**Исходный текст**
⟨
Страна.Ru | Олег Ульянов | 16.07.2005 |
Тысячи исследований и публикаций о жизни иконописца Андрея Рублева основаны всего на трех летописных упоминаниях о нем. 17 июля исполнятся 600 лет со дня первой исторической записи о первом гении русской живописи. О верности исследований и достоверности трактовки образа Рублева режиссером Андреем Тарковским Стране.Ru рассказал заведующий сектором церковной археологии Центрального музея древнерусской культуры и искусства имени преподобного Андрея Рублева Олег Ульянов.
Три даты Андрея Рублева
В официальном
делопроизводстве, к которому относятся и русские летописи, как правило, не встречаются сведения о рядовых участниках исторических событий. За редким
исключением, в них находили отражение лишь государственные деятели и некоторые
официальные лица из придворной свиты. Таким редким исключением и оказался
великий художник Древней Руси преподобный Андрей Рублев.
Подчеркну, что с Рублевым связано всего три точно датированных документа. Первый из них —
летописное упоминание, что в 1405 году расписывался храм Благовещения «на князя
великого дворе». В нем в числе соработников Андрея Рублева названы два мастера:
«иконник» Феофан — известный византийский художник Феофан Грек, бывший в это
время на Руси, и старец Прохор с Городца. Таким образом, самое раннее упоминание
об Андрее Рублеве связано с работами по украшению домового храма во дворце
великого князя, что укладывается в этикетную традицию официального
делопроизводства.
⟩
**Исходные записи**
⟨
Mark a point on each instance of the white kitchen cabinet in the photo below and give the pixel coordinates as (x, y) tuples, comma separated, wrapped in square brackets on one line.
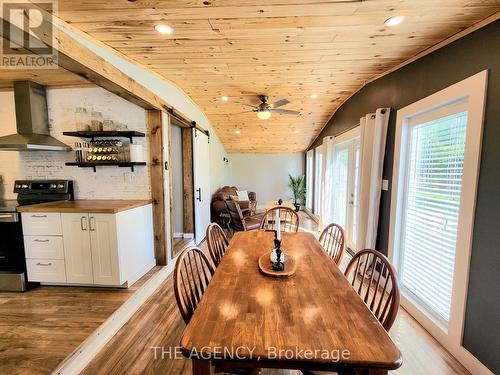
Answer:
[(77, 253), (109, 249), (103, 244)]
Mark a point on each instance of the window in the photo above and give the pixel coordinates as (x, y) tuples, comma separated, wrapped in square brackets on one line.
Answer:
[(318, 167), (436, 165), (345, 184), (309, 179), (430, 220)]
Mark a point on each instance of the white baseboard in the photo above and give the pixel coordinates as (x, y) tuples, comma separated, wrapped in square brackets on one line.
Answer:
[(87, 350)]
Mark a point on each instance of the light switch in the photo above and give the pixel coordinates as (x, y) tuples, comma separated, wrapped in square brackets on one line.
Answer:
[(385, 185)]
⟩
**Задание 1**
Ответьте по статье об Андрее Рублеве:
(а) На скольких летописных упоминаниях о Рублеве основаны исследования о его жизни?
(б) Какой храм расписывался в 1405 году?
(в) Каких двух мастеров летопись называет соработниками Рублева?
**Задание 2**
Продолжите статью об Андрее Рублеве, начав сразу после последнего приведенного в ней предложения.

**Ответ 1**
(а) На трех летописных упоминаниях.
(б) Храм Благовещения «на князя великого дворе», то есть домовый храм во дворце великого князя.
(в) «Иконника» Феофана, то есть Феофана Грека, и старца Прохора с Городца.

**Ответ 2**
Весьма примечательно, что рядом с именем Рублева
упомянут его статус «чернец», то есть инок, монах. Сам по себе это уникальный
факт для исторических документов позднего средневековья, вот почему именно
данное упоминание принято за основную дату жизни иконописца. Причем, исходя из того, что в летописном источнике Андрей Рублев назван всего лишь третьим по счету, некоторые историки полагали, что в этой коллегии мастеров-иконописцев он находился в «учимом», младшем чину, то есть на уровне подмастерья. Однако такой
взгляд совершенно неверен и противоречит историческому контексту.
Второе
летописное известие повествует о работе Андрея Рублева в 1408 году над росписью
кафедрального храма — белокаменного Успенского собора во Владимире, где в то время была резиденция (седалище) главы Русской Православной Церкви. Здесь Андрей
Рублев упомянут вместе с Даниилом «иконником» (Даниилом Черным, как еще иногда
его называют) вновь в связи с выполнением ответственного заказа «государственной
важности».
И, наконец, третье упоминание, также точно датированное, — это
известное свидетельство из деяний Стоглавого собора 1551 года. Стоглавый собор —
первый Собор Русской Православной Церкви, в повестку дня которого вошло решение
насущных вопросов не только внутренней жизни Церкви, но и взаимоотношений Церкви
и государства, неслучайно, проблематика заседаний была предопределена заранее на основе «вопрошаний» царя Ивана Грозного. К числу таких проблемных тем были
отнесены и некоторые разночтения относительно толкования иконы Троицы. В результате Собором было принято каноническое решение считать за образец иконы,
которые писали греческие живописцы, и вслед за греками единственным из всех
иконописцев Древней Руси упомянут Андрей Рублев.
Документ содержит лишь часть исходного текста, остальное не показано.